» Task details: Extract everything from the line containing "For the wooden display" down to the end of the rows, and repeat those lines exactly, both ends included.

[Position annotation records]
____________

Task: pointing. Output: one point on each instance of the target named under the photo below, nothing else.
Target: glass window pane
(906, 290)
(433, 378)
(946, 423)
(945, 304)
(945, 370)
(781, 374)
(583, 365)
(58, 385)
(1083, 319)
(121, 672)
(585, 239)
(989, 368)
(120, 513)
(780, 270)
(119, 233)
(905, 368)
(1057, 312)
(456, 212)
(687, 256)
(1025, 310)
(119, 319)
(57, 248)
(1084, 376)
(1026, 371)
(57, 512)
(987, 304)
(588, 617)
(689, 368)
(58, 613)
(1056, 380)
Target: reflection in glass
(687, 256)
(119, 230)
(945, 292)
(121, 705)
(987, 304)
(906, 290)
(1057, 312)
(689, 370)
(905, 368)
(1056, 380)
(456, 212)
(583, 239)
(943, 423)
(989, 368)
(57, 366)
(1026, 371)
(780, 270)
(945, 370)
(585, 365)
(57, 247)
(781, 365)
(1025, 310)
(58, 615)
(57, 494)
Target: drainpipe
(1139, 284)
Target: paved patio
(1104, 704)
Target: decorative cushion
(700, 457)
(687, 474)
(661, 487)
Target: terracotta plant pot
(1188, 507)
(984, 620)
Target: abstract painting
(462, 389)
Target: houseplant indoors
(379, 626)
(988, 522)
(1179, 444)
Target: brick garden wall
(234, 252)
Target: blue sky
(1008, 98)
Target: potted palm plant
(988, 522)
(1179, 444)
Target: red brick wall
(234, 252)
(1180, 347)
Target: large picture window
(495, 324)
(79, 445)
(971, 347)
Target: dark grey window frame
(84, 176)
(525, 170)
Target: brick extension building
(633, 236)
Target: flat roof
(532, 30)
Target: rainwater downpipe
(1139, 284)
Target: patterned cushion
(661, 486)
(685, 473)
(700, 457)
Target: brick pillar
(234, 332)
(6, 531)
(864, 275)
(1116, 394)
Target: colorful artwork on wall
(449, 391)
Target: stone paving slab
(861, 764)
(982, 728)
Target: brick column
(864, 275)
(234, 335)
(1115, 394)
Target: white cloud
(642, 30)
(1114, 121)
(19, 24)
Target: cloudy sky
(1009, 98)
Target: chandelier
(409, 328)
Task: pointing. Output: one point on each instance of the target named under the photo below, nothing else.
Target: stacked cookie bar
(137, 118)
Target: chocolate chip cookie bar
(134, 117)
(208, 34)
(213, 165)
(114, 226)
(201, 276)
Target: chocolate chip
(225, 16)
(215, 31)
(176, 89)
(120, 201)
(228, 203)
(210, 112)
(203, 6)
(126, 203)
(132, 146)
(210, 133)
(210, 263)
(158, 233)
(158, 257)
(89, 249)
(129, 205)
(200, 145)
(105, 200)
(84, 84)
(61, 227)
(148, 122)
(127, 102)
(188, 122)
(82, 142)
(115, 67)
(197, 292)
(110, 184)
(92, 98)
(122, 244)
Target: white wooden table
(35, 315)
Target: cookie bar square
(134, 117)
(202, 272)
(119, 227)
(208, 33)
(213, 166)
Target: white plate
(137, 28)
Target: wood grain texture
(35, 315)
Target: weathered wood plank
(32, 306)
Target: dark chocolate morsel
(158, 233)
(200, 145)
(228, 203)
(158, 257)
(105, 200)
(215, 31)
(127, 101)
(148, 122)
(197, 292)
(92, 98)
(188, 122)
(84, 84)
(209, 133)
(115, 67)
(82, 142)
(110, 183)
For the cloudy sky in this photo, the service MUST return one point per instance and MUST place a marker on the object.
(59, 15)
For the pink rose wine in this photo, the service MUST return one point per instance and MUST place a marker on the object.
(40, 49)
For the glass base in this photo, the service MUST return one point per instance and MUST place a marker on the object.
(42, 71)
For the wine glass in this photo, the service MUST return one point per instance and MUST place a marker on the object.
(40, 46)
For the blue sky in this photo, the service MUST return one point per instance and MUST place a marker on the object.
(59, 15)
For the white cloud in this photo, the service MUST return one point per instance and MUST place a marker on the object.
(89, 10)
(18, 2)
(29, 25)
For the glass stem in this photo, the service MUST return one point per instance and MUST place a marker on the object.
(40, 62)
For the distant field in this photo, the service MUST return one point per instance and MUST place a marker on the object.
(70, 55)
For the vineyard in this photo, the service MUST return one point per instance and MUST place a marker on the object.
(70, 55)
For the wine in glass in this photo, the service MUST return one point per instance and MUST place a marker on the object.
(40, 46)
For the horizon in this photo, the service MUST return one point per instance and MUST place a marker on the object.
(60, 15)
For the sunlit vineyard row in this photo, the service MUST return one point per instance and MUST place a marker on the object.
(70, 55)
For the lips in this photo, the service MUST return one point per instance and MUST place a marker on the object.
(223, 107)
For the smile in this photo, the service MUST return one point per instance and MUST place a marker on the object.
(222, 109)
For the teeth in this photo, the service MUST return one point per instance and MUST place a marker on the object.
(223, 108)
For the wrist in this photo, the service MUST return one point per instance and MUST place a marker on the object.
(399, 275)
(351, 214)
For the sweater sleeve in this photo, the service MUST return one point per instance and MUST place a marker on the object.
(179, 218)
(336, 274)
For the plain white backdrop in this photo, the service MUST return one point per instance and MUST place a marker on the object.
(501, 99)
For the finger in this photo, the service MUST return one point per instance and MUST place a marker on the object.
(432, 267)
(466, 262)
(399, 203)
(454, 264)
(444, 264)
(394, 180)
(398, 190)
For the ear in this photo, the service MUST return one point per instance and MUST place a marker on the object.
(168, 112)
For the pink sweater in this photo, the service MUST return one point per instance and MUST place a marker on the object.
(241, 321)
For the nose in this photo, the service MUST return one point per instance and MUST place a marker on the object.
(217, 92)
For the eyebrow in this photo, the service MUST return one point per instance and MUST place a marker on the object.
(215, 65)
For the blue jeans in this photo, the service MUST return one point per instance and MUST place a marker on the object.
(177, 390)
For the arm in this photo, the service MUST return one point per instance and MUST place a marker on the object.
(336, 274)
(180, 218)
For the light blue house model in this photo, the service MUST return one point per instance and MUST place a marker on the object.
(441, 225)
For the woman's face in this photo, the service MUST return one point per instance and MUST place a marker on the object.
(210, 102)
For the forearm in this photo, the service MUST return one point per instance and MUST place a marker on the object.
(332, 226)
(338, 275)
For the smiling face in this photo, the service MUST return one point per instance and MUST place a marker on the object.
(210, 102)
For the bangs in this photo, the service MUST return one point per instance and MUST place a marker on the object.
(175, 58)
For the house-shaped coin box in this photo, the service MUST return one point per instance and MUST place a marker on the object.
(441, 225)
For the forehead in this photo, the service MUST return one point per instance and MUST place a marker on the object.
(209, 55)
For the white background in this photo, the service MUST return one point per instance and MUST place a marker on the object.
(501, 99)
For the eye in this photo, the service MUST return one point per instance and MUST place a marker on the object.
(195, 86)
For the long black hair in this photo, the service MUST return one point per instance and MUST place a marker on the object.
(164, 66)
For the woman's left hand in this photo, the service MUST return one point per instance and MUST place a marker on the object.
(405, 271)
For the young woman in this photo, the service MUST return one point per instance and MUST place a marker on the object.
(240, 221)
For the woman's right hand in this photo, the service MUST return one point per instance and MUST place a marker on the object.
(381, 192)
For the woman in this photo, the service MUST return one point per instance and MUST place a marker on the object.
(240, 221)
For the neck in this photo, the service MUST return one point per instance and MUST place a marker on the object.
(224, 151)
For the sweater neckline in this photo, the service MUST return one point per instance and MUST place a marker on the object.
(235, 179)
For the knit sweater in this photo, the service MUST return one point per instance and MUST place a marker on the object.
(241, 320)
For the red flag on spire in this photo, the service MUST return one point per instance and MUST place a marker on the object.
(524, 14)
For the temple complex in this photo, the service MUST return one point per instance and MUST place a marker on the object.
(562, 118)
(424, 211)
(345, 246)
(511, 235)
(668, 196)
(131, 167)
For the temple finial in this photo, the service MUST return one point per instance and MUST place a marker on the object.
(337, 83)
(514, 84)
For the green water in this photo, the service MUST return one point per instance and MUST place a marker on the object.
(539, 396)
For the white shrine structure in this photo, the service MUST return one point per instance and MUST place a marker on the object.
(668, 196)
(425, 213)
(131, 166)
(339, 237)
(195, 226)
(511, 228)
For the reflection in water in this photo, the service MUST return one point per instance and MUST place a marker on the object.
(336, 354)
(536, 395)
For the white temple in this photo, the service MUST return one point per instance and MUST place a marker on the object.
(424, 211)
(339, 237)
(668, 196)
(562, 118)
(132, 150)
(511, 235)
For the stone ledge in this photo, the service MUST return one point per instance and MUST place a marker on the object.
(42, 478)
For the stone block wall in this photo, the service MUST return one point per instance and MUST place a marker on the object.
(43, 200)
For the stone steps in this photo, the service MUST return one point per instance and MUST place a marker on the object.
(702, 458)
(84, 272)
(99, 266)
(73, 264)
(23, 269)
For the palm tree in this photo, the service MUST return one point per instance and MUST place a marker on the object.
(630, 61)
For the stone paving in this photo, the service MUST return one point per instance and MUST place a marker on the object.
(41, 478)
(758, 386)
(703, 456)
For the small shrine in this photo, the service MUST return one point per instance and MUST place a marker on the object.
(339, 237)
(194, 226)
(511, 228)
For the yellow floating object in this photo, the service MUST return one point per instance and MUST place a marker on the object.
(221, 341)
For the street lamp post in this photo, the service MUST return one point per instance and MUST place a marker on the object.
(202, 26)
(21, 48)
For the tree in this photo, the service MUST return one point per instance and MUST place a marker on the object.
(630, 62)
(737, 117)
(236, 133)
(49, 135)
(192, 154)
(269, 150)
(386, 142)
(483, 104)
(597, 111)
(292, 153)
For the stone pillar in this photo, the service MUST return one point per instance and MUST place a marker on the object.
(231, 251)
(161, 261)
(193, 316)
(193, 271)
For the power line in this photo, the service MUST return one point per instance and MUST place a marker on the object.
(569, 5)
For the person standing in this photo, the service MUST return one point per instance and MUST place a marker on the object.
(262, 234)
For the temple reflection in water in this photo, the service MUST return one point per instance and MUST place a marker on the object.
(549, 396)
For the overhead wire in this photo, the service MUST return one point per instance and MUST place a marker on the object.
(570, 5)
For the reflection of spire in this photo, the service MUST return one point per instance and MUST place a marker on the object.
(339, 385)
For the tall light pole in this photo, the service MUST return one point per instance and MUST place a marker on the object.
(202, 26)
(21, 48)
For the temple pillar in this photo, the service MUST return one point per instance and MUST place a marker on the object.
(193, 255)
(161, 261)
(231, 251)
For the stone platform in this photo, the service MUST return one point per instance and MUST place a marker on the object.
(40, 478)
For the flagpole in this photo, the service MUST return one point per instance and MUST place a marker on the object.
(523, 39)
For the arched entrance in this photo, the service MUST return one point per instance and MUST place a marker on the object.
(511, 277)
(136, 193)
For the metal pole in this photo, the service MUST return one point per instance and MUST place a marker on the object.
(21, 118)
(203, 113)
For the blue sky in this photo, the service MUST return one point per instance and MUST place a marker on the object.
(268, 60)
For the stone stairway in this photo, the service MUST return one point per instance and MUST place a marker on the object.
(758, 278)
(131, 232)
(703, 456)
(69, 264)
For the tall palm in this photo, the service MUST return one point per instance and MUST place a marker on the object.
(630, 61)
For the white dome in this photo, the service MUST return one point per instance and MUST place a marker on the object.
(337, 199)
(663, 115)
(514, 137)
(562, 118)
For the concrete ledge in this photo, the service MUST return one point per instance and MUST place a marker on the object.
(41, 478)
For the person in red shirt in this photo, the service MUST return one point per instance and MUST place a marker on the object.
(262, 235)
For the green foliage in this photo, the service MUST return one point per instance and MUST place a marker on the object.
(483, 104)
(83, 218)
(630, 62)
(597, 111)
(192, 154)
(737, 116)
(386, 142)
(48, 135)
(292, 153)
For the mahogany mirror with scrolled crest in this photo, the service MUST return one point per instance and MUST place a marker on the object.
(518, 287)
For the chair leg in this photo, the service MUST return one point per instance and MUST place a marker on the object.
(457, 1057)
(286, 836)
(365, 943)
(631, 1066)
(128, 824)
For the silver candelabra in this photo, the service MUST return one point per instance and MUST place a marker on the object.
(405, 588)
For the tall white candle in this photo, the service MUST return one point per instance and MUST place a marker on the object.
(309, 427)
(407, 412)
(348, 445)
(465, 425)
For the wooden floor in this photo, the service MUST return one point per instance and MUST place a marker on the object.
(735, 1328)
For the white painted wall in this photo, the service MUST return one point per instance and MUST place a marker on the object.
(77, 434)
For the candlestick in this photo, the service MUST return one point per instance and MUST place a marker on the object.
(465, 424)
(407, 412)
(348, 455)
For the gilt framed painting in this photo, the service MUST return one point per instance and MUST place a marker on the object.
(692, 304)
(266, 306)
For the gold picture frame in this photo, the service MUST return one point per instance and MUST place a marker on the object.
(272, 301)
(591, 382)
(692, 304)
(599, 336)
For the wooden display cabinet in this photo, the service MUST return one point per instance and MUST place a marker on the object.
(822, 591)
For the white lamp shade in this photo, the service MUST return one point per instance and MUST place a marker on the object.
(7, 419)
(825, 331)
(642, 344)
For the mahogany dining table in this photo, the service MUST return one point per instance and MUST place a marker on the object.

____________

» Output of the exercise:
For the wooden display cabinet in this photo, the service MUST return one point per instance and MUST place a marker on the object.
(822, 591)
For the white lamp shade in this photo, the service MUST return one point per instance and MUST place a marker on the object.
(7, 419)
(825, 331)
(642, 344)
For the mahogany dining table in this photo, the service MUST return one point per instance and MUST place a marker on the object.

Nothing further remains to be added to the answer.